任務目標 - 請續寫下方談陳冷血與《新新小說》的那段文字,從它的最後一句之後接著寫下去。

自掃於《新新小說》,1904年的書,所以是半古文。這位冷血,即是陳冷血,真名陳景韓,在武俠和推理界,都有自己獨特的影響力。
類型小說於國內的起點,
可以爭議的是楊乃武案件引發的西方式新聞業進入中國社會後,開啟的民間語境從無紙化(說書)向有紙話變遷;
無可爭議的是林紓、錢基博(錢鐘書父親)開啟的武俠短篇記述和《新新小說》等直接進行的類型小說轟炸。
《新新小說》一共才10期,竟然先後囊擴了俄國、法國、南亞(菲律賓)三國的俠客談。這部分每個國家的翻譯引入,選題都很獨特,都有專業的論文,不展開了。
冷血個人直接創作,而非翻譯的這個《俠客談 刀餘生傳》系列,非常cult和任性,他自己也是一貫犀利,所以寫出來,不倫不類,無法歸類。

擷取資料 -
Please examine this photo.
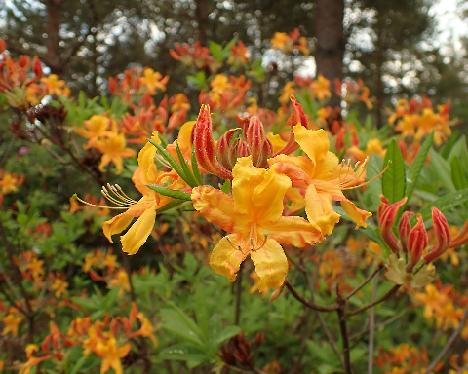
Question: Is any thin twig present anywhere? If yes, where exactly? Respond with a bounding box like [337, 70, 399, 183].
[346, 284, 401, 317]
[346, 264, 383, 300]
[336, 285, 352, 374]
[234, 263, 244, 325]
[426, 311, 468, 374]
[367, 279, 377, 374]
[284, 281, 338, 313]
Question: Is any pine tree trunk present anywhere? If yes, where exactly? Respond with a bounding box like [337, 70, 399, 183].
[195, 0, 209, 46]
[46, 0, 63, 74]
[315, 0, 345, 105]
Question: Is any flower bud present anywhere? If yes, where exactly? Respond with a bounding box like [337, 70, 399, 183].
[33, 57, 43, 79]
[377, 196, 408, 253]
[398, 210, 414, 252]
[192, 105, 232, 179]
[245, 116, 272, 167]
[424, 207, 450, 263]
[407, 216, 428, 272]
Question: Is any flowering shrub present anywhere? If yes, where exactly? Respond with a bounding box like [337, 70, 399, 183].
[0, 29, 468, 374]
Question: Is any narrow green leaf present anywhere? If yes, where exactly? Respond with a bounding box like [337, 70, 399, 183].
[192, 147, 203, 186]
[382, 139, 406, 203]
[450, 158, 468, 190]
[406, 133, 433, 202]
[176, 142, 198, 187]
[146, 184, 191, 201]
[148, 139, 190, 185]
[429, 149, 456, 192]
[422, 188, 468, 220]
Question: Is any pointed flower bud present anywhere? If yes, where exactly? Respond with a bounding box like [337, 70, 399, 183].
[193, 105, 232, 179]
[398, 210, 414, 252]
[377, 196, 408, 253]
[245, 116, 272, 167]
[424, 207, 450, 263]
[407, 216, 428, 272]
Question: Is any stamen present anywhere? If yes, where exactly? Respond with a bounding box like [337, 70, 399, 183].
[73, 194, 128, 210]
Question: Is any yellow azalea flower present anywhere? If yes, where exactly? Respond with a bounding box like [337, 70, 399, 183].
[279, 82, 295, 105]
[191, 157, 322, 290]
[52, 278, 68, 297]
[268, 125, 371, 235]
[102, 133, 184, 255]
[140, 68, 169, 95]
[271, 32, 292, 50]
[267, 131, 287, 153]
[93, 333, 132, 374]
[310, 75, 331, 101]
[96, 132, 135, 173]
[366, 138, 385, 157]
[2, 312, 23, 336]
[41, 74, 70, 96]
[75, 115, 111, 148]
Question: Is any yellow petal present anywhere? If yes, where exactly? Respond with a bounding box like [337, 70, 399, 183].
[191, 186, 236, 232]
[264, 216, 323, 247]
[293, 125, 330, 165]
[210, 235, 248, 282]
[305, 184, 340, 235]
[120, 206, 156, 255]
[250, 239, 289, 289]
[341, 200, 372, 228]
[102, 211, 134, 243]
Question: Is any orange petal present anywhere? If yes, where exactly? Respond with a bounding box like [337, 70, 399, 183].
[210, 235, 248, 282]
[250, 239, 289, 290]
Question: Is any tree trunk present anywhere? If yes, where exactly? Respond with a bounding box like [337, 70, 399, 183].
[45, 0, 63, 74]
[195, 0, 209, 46]
[315, 0, 345, 105]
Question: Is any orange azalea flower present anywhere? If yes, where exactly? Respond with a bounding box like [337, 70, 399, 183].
[96, 132, 135, 174]
[2, 309, 23, 336]
[268, 125, 371, 235]
[75, 115, 115, 149]
[41, 74, 70, 96]
[192, 157, 322, 289]
[140, 68, 169, 95]
[102, 133, 184, 255]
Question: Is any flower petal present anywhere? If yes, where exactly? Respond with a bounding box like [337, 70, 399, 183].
[305, 184, 340, 235]
[250, 239, 289, 289]
[120, 206, 156, 255]
[210, 235, 248, 282]
[191, 186, 235, 232]
[293, 125, 330, 166]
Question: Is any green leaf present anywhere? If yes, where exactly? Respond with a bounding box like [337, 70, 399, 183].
[406, 133, 433, 202]
[192, 147, 203, 186]
[422, 188, 468, 220]
[176, 142, 198, 187]
[429, 149, 455, 192]
[214, 326, 242, 346]
[148, 139, 191, 185]
[382, 139, 406, 203]
[450, 158, 468, 190]
[146, 184, 191, 201]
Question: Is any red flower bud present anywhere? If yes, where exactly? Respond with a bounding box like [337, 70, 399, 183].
[0, 39, 6, 53]
[192, 105, 232, 179]
[245, 116, 272, 167]
[407, 216, 428, 271]
[398, 210, 414, 252]
[273, 96, 307, 156]
[424, 207, 450, 263]
[33, 56, 43, 79]
[377, 196, 408, 253]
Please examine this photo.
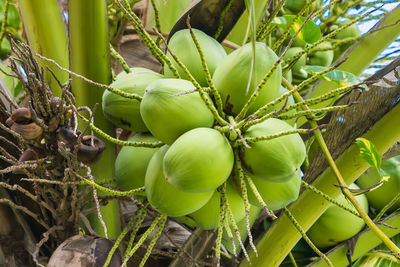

任務解答 -
勉強可以認為這是男性版、帶有時代呼聲版的方娥真式武俠。。。
其中寫殺人機器的橋段和卡夫卡的《在流放地》類似,但是母題是歌頌機械殺人的高效率,畢竟當時對機械化的文明是第一訴求。
之前沒有電子書,因為竪排書,也沒有現在的標點(有民國字旁標點,其實算好的),想想在手邊有陣子了,orc放出來,作為資料。合計三篇:
刀餘生傳一 八章
刀餘生傳二 四章
路斃 一章





 楼主| 发表于 2025-4-22 22:59:40 | 显示全部楼层
俠客談
叙言 俠客談無小說價値!
俠客談之命意,無小說價値,何則?甚淺近。
俠客談之立局,無小說價値,何則?甚率直,無趣味。
俠客談之轉折,無小說價値,俠客談之文字,無小說價値。何則?甚生硬,無韻,不文不俗,故俠客談全無小說價値。
雖然,作俠客談者亦甚悍過,亦有數言,以明閱俠客談之價値。非好事者無閱我俠客談之價値。
非初通文理畧解人事之十四五歲少年,無閱我俠客談之價値。
非有俠客思想者,無閱我俠客談之價値。
非有俠客性情者,無閱我俠客談之價値。
非好閱游俠傳者,無閱我俠客談之價值。
然則,俠客談必無一人過問。
雖然,作俠客談者,亦不爲無意。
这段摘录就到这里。